Text passage ->
First thing was to master the tram system,



which proved remarkably easy. A short walk through the train station—a notably clean and well organized affair. Looking at the destinations of the sleek machines in orderly line-up at the platforms, Ellie began to dream of trips to Paris, Venice, Rome… Emerging at the far side, we found the tram stop that we'd been told would take us out to the fabulous, 17th century Schloss Nymphenburg and its surrounding park. Take a look:



We found a long elegant approach to the sumptuous palace, along waterways graced with dozens of swans and well-stocked with fish.





Armed with tickets to both the palace and the park, we decided on the latter first, and took a long walk through the formal gardens to where they gave way to natural forests,



lakes and meadows, dotted here and there with little “burgs”—a “pagoda” designed in Chinese style; a hunting lodge complete with chapel, one of the first, apparently, to be designed specifically as a “ruin”; a summery bathhouse with a huge, sunken indoor swimming pool dating from the eighteenth century; a lovely single-story lodge with richly baroque décor;





and a carriage house with huge, elaborately gilded carriages and sleds for the aristocratic family who once owned and lived in this extraordinary estate. It was when we reached the carriage house with its extravagant display of ostentatious transportation--not to mention the porcelain collection, upstairs--that I began to wonder: who did these people think they were? I like to think I would have been among the revolutionaries!

Short exercise 1 -> Transcribe the records without change, from the line that contains "Task: mark each instance of the shoe" through the end of the records, including both of those lines.
The text and the records were taken from unrelated sources.

Data shown ->
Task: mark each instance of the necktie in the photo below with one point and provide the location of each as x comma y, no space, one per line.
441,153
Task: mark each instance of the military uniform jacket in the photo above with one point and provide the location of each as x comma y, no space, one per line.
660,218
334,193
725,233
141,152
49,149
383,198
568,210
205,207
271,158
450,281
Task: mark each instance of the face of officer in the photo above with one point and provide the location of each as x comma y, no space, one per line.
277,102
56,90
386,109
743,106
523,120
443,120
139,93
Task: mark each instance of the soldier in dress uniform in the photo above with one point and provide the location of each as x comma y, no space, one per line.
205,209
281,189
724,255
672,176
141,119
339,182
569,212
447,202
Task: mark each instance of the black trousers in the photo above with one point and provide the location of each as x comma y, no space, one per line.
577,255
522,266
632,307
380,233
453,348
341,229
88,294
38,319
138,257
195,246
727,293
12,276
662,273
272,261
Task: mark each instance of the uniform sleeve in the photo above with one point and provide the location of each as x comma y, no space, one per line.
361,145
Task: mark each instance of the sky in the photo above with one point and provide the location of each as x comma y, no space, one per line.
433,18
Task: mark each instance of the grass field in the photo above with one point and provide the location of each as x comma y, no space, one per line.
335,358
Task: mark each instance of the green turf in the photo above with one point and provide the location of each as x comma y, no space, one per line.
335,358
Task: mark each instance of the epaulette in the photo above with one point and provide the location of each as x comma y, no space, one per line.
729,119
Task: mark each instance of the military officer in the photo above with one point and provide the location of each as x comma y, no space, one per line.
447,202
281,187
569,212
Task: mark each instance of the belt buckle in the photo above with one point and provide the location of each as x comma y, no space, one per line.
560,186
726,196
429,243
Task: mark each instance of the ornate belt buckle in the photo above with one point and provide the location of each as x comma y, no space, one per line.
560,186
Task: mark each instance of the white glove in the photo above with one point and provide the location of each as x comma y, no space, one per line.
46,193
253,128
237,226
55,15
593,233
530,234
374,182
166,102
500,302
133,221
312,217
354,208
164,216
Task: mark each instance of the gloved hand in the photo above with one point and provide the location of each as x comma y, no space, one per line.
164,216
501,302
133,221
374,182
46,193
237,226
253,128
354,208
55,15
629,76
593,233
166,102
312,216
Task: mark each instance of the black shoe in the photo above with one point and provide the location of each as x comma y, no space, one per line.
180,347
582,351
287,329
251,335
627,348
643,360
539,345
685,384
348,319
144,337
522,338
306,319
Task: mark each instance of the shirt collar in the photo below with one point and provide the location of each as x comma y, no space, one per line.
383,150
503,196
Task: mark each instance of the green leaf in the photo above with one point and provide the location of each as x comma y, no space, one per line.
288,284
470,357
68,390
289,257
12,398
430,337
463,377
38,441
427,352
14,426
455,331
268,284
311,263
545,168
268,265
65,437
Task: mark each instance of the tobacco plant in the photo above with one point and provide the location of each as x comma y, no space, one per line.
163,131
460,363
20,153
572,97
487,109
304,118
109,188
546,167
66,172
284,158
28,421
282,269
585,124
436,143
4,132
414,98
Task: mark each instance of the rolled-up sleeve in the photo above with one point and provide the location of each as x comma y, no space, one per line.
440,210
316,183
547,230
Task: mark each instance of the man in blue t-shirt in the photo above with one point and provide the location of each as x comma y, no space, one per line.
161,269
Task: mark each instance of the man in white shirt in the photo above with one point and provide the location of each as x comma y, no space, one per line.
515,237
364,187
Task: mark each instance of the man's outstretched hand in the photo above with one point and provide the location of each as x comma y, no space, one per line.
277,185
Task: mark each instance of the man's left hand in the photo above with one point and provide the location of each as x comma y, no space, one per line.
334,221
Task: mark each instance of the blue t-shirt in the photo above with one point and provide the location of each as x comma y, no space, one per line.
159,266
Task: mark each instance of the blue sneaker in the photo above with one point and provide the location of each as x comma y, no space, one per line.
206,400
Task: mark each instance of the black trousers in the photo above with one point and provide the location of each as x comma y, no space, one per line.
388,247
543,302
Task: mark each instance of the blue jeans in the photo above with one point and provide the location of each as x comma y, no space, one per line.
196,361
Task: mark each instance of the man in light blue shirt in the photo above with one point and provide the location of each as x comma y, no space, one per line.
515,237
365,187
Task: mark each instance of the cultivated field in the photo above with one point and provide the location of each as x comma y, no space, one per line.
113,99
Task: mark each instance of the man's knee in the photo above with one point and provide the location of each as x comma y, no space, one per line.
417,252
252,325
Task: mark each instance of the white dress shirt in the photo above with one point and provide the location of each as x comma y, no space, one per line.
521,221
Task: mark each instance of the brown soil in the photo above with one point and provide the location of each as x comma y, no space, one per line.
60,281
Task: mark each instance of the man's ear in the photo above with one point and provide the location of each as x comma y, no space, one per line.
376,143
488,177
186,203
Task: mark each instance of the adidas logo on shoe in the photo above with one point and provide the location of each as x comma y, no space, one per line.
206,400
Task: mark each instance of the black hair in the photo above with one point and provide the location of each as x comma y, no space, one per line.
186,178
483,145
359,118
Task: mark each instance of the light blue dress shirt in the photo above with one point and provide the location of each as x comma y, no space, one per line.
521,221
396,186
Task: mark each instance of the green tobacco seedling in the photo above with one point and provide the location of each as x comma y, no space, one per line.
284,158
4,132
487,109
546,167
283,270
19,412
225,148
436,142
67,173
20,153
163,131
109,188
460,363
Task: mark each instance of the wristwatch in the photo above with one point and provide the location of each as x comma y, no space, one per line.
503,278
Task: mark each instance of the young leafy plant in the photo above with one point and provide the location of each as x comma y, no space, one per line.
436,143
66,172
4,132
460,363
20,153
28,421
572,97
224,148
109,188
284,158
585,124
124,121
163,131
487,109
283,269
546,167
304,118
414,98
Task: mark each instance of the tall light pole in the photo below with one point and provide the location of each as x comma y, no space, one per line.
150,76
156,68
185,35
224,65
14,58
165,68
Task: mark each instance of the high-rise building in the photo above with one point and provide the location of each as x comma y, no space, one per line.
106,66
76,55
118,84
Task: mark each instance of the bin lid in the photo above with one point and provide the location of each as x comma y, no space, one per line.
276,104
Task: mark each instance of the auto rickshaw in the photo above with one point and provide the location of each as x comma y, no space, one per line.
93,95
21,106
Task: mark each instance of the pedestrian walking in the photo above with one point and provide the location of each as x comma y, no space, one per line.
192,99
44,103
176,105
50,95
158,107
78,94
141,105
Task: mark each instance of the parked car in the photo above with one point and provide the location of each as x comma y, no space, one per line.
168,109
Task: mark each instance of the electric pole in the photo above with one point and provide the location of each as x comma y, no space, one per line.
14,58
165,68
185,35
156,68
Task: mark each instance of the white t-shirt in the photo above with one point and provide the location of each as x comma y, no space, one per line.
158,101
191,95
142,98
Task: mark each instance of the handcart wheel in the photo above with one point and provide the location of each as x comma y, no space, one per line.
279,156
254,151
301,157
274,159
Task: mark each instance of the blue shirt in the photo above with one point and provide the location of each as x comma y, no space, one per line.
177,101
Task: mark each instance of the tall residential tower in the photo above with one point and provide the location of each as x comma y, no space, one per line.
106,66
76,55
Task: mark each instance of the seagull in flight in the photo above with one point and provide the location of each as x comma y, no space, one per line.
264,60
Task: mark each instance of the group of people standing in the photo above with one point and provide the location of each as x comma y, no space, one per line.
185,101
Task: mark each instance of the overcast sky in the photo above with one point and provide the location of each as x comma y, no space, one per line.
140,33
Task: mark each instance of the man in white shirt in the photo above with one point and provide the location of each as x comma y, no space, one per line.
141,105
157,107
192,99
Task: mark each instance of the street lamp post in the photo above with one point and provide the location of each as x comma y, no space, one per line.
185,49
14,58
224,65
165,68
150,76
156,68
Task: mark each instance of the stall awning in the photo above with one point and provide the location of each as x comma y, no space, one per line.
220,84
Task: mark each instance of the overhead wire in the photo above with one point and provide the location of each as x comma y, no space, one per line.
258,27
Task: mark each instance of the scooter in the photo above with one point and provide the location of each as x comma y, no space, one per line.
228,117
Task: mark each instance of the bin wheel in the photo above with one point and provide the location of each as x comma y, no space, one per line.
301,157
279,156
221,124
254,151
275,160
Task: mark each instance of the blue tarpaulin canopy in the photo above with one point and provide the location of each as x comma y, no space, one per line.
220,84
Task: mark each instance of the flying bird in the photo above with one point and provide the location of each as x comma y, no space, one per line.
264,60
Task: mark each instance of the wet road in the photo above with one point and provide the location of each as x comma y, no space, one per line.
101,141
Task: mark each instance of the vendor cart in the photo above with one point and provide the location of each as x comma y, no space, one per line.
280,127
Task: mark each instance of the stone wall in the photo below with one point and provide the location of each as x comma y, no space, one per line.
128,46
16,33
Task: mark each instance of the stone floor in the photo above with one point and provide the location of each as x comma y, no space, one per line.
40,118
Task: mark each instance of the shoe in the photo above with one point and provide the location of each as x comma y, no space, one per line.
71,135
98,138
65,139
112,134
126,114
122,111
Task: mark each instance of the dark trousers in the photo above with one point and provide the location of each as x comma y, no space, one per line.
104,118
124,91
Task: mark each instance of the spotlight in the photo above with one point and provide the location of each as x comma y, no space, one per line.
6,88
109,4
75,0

Short exercise 2 -> Pick up the account of the visit to Schloss Nymphenburg and continue it from its last sentence.

Task output 1 ->
Task: mark each instance of the shoe in the photo above with one point and provide the location of each as x comma y, no space, one per line.
71,135
98,138
65,139
112,134
126,114
122,111
Task: mark each instance of the dark trousers in the photo above with one point and provide the location of each as x comma y, no space, one per line.
104,118
124,91
Task: mark each instance of the spotlight in the photo above with one point and provide the location of each as x comma y, no space, one per line.
6,88
109,4
75,0

Task output 2 ->
Sated with glorious excess, we returned, via tram again, to the city center, where we walked from the Karolinenplatz with its dark obelisk to the Koenigsplatz,



a formal, neoclassical civic center whose vast open plazas and temple-like buildings evidently appealed to Hitler’s sense of pomp: it was here that the Nazi movement first took root and power. We passed an archeological site



where the basement of the “Brown House,” the Nazi party headquarters, was revealed, along with posters reminding the contemporary citizens of Munich that they still have some catching up to do with Berlin in un-burying the too easily forgotten past. Ellie and I recalled our visit to the Terror Museum there, in Berlin, where they had dug out the old Gestapo headquarters from the rubble of World War II to act as a museum and a memorial to those who were imprisoned and tortured there.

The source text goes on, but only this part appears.